#### What to work on
Every line from the one with "Target: white cloud" to the one with "[ ] one point per instance of the treeline", including those two, is to be copied exactly; all other lines of the entries below are left out.

===== Data excerpts

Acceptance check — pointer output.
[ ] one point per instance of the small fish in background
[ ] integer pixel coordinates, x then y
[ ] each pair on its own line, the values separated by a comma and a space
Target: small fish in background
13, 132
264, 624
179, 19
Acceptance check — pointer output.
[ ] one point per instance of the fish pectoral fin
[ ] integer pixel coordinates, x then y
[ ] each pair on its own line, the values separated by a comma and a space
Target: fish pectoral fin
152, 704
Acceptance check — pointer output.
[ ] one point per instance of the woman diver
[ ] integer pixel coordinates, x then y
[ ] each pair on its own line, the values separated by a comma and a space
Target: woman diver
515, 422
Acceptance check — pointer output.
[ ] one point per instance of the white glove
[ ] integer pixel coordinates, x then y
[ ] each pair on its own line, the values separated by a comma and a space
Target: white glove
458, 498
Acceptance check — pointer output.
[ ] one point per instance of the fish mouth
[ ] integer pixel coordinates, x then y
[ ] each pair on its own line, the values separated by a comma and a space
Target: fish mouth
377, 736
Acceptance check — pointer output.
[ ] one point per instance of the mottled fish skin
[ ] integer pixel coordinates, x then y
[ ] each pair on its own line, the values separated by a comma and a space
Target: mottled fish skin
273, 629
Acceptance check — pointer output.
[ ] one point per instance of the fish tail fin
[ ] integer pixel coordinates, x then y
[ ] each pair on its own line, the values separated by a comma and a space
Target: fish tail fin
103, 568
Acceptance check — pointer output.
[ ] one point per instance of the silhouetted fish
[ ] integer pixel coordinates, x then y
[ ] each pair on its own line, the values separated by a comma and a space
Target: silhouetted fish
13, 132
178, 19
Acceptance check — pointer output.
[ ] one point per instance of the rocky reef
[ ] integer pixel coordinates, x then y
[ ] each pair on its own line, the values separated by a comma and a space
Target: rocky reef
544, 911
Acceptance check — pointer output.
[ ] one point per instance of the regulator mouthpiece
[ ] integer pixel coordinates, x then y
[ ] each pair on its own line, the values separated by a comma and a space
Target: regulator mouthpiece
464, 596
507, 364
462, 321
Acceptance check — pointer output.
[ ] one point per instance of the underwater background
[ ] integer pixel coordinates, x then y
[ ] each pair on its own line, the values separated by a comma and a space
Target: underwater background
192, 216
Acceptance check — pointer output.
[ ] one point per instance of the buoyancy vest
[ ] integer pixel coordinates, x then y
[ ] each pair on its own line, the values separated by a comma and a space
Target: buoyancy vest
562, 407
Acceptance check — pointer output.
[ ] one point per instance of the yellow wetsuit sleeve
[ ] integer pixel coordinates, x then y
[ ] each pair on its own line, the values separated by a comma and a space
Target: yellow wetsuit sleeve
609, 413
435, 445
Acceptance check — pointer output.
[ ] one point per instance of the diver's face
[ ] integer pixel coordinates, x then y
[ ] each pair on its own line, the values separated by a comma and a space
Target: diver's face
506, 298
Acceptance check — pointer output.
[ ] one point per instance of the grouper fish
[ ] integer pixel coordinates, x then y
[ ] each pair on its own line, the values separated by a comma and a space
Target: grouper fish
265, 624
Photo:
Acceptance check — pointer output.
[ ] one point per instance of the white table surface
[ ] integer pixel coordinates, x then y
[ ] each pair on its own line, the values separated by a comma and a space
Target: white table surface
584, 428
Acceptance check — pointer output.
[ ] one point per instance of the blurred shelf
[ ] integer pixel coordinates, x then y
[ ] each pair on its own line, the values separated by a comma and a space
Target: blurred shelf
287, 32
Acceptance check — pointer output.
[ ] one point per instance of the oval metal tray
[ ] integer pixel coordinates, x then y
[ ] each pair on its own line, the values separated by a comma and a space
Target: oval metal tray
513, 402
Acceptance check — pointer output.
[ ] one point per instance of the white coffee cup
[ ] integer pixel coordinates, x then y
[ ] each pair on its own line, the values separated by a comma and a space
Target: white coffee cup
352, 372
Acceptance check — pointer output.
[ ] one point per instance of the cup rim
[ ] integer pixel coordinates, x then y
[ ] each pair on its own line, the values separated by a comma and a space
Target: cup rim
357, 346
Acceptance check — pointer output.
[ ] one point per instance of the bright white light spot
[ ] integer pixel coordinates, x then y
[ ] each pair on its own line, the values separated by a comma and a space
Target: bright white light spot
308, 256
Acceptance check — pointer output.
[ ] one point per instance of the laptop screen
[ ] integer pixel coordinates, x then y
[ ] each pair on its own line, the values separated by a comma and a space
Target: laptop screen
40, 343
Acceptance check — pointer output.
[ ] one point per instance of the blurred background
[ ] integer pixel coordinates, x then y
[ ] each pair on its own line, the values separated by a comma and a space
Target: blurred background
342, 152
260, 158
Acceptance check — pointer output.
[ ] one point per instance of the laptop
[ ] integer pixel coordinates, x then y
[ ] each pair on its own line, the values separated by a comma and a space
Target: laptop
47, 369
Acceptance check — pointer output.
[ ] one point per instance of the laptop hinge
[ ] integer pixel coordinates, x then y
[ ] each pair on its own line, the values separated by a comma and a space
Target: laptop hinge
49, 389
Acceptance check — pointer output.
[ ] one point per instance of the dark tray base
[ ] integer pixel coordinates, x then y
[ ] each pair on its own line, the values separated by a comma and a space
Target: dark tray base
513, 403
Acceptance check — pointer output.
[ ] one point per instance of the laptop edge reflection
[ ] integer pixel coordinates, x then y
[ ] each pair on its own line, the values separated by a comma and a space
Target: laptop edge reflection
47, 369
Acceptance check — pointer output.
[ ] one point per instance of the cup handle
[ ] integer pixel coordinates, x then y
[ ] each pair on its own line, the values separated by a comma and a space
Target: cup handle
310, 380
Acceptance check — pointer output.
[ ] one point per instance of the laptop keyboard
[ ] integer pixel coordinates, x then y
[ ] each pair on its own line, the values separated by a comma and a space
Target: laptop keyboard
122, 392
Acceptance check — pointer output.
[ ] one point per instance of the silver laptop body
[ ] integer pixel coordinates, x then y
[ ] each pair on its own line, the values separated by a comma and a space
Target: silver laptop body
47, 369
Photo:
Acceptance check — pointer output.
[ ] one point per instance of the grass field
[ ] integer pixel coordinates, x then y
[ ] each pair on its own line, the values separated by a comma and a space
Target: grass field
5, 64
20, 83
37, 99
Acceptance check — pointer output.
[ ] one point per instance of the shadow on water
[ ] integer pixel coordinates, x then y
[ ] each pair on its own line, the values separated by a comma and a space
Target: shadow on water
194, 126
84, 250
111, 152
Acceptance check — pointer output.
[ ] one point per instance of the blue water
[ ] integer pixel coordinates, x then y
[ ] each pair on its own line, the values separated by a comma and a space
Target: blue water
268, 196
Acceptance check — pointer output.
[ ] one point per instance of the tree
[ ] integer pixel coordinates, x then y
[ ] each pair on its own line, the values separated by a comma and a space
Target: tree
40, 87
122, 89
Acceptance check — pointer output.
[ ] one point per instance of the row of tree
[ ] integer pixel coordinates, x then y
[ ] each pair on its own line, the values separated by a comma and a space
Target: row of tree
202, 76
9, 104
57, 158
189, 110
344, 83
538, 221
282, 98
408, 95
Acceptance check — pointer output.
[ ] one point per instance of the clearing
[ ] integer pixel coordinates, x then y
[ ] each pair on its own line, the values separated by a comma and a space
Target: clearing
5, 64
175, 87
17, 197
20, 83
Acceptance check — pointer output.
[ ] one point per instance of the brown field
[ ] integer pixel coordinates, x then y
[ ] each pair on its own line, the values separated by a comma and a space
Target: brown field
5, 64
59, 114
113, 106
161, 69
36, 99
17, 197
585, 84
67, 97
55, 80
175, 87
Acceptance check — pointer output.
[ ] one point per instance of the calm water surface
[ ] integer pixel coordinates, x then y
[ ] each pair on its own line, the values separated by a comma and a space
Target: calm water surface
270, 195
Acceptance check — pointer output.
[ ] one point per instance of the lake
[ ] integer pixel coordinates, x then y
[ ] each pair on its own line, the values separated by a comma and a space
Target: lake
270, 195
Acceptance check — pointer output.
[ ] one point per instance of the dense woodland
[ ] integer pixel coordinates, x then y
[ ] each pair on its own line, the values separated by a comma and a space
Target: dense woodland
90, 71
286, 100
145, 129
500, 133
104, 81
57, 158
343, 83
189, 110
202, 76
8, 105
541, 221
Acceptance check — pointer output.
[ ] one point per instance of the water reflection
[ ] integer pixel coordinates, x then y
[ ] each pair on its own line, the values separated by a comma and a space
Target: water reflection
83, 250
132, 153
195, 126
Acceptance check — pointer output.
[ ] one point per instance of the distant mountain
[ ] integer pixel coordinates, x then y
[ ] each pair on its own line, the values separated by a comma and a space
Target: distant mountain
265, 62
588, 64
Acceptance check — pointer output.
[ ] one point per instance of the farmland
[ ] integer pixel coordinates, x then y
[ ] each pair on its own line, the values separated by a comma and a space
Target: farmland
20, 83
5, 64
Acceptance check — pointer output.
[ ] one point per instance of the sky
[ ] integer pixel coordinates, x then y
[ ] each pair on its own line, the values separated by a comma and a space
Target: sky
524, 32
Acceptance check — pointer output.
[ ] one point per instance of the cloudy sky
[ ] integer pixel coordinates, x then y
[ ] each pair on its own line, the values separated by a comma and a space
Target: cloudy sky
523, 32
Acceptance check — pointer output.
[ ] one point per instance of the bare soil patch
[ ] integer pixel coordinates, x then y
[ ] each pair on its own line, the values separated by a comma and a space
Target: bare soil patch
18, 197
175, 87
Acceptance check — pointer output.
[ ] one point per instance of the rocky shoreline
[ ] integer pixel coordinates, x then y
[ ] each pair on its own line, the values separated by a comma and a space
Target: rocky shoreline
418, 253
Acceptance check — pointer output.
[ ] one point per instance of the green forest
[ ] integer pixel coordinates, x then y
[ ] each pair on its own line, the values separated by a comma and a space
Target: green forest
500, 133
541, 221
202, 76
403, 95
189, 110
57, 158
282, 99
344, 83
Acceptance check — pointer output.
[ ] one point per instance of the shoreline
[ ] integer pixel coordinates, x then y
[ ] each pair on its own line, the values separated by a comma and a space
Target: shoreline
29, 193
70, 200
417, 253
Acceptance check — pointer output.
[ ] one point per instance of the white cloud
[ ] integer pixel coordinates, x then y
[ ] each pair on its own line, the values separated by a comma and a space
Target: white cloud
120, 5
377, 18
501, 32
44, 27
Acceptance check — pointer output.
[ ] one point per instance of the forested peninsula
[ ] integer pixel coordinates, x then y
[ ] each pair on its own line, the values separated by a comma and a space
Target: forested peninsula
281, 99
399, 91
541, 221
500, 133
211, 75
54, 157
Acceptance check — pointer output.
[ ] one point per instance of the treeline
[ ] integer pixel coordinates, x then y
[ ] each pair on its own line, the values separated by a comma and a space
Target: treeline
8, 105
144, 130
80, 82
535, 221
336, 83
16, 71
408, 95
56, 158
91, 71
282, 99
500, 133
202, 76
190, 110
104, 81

==========

#### Answer to this exercise
Target: white cloud
120, 5
377, 18
501, 32
44, 27
Acceptance check — pointer output.
[ ] one point per instance of the forested peninsula
[ ] integer pixel coordinates, x then y
[ ] each pair on its own line, the values separated by a comma and a space
Target: forested peninsula
281, 99
399, 91
541, 221
500, 133
211, 75
54, 157
Acceptance check — pointer output.
[ ] one point per instance of the treeline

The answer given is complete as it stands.